(Document extract begins)

HBX surprise first day fall compounds fears of fragile European IPO market – ECM Pulse EMEA
There was a sense of shock among European IPO market professionals as shares in Spanish travel technology company HBX Group [BME:HBX] fell well below IPO price on its first day of trading, 13 February.
Market participants expressed concerns about European IPO market strength, particular for mid-market assets, to ECM Pulse. “There is no schadenfreude on HBX from my end, we all need this to recover for everyone’s sake,” said one ECM banker who wasn’t involved in the listing.
HBX fell by over 10% from IPO price between open and just before midday on its first morning of trading. Volumes were huge with around 11m HBX shares changing hands that morning.
Given around 65m shares were issued at IPO, excluding overallocation, according to Dealogic, that represented around 17% of the shares allocated at IPO, with many at a loss given the stock was trading 10% below IPO price at the time.
The book stats shared with investors highlighted the vast majority of the of the book going to institutional long-only funds and significant scale-back, with hedge funds getting little.

(Document extract ends)
(Input data begins)

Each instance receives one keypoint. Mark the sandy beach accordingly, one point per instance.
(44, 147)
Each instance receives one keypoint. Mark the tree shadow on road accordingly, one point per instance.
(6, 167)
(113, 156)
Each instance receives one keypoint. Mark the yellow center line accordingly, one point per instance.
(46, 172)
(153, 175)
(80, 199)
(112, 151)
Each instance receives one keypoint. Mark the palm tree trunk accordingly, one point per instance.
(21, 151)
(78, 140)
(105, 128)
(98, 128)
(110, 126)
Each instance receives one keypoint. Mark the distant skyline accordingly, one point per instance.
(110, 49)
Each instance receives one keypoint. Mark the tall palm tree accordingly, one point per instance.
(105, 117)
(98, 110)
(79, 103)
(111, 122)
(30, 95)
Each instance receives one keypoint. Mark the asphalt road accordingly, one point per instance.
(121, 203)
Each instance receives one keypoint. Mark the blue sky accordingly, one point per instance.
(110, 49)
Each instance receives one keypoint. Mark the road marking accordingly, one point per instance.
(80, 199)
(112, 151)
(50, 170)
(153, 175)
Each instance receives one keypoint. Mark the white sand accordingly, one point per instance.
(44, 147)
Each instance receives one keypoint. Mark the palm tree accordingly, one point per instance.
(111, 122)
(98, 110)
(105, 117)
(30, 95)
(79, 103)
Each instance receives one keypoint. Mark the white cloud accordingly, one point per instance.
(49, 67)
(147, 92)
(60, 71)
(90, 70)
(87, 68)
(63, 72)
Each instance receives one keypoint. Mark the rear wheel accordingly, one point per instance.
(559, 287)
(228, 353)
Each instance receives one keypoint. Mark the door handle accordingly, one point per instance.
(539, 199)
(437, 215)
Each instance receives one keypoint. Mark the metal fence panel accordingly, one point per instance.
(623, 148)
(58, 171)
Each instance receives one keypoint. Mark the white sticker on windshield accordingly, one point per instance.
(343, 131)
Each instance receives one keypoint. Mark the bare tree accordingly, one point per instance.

(Input data ends)

**Problem description:** Reproduce the passage of the HBX article from "HBX surprise first" up to and including "in the listing.".

**Final answer:**
HBX surprise first day fall compounds fears of fragile European IPO market – ECM Pulse EMEA
There was a sense of shock among European IPO market professionals as shares in Spanish travel technology company HBX Group [BME:HBX] fell well below IPO price on its first day of trading, 13 February.
Market participants expressed concerns about European IPO market strength, particular for mid-market assets, to ECM Pulse. “There is no schadenfreude on HBX from my end, we all need this to recover for everyone’s sake,” said one ECM banker who wasn’t involved in the listing.